__STATED GOAL__
From the passage on Russian and French prisons, pull out the words from "Later on, that" up to and including "Edinburgh Philosophical Institution.", unchanged.

When in this country, I was called upon, in 1881, to describe the treatment of political prisoners in Russia, in order to tell the truth in the face of the systematic misrepresentation of the matter by an admirer of the Russian Government. I did so in a paper on the Russian Revolutionary Party, which appeared in the Fortnightly Review, June, 1831. None of the facts revealed in this paper have been contradicted by the Russian agents. Attempts were, however, made to circulate in the English press accounts of Russian prisons, representing them under a somewhat smiling aspect. I was thus compelled to give a general description of prisons and exile in Russia and Siberia, and did so in a series of four papers, which appeared in the Nineteenth Century. Refraining as much as possible from complaints of the treatment undergone by our political friends in Russia, I preferred to give an idea of the general state of Russian prisons, of exile to Siberia, and of its results; and told the unutterable sufferings which scores of thousands of common-law prisoners are enduring in the jails throughout Russia, on their way to Siberia, and in the immense penal colony of the Russian Empire. In order to complete my own experience, which might have been out of date, I consulted the bulky Russian literature which has been devoted of late to the subject. The perusal of this literature convinced me that things have remained in very nearly the same state as they were five-and-twenty years ago; but I also learned from it that although the Russian prison authorities are very anxious to have mouthpieces in West Europe, in order to circulate embellished accounts of their humane endeavours, they do not conceal the truth either from the Russian Government or from the Russian reading public, and both in official reports and in the Press they represent the prisons as being in the most execrable condition. Some of these avowals will be found in the following pages.

Later on, that is, in 1882 to 1886, I spent three years in French prisons; namely, in the Prison Départementale of Lyons, and the Maison Centrale of Clairvaux. The description of both has been given in a paper contributed last year to the Nineteenth Century. My sojourn of nearly three years at Clairvaux, in close neighbourhood with fourteen hundred common-law prisoners, has given me an opportunity of obtaining a personal insight into the results achieved by detention in this prison, one of the best in France, and, as far as my information goes in Europe. It induced me to treat the question as to the moral effects of prisons on prisoners from a more general point of view, in connection with modern views on crime and its causes. A portion of this inquiry formed the subject of an address delivered in December last, before the Edinburgh Philosophical Institution.

__EXCERPTED RECORDS__
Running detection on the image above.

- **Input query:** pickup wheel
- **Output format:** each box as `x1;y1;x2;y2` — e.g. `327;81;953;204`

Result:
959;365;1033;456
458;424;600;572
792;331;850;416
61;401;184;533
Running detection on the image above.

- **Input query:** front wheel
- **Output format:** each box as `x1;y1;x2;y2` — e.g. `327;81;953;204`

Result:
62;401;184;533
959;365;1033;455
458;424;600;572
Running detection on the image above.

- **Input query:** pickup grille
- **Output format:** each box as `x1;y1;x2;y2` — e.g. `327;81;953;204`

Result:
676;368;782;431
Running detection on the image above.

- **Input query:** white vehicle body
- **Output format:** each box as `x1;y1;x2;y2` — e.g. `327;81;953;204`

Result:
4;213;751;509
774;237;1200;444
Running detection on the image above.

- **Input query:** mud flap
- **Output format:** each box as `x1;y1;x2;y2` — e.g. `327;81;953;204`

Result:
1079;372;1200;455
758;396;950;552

__EXPECTED ANSWER__
Later on, that is, in 1882 to 1886, I spent three years in French prisons; namely, in the Prison Départementale of Lyons, and the Maison Centrale of Clairvaux. The description of both has been given in a paper contributed last year to the Nineteenth Century. My sojourn of nearly three years at Clairvaux, in close neighbourhood with fourteen hundred common-law prisoners, has given me an opportunity of obtaining a personal insight into the results achieved by detention in this prison, one of the best in France, and, as far as my information goes in Europe. It induced me to treat the question as to the moral effects of prisons on prisoners from a more general point of view, in connection with modern views on crime and its causes. A portion of this inquiry formed the subject of an address delivered in December last, before the Edinburgh Philosophical Institution.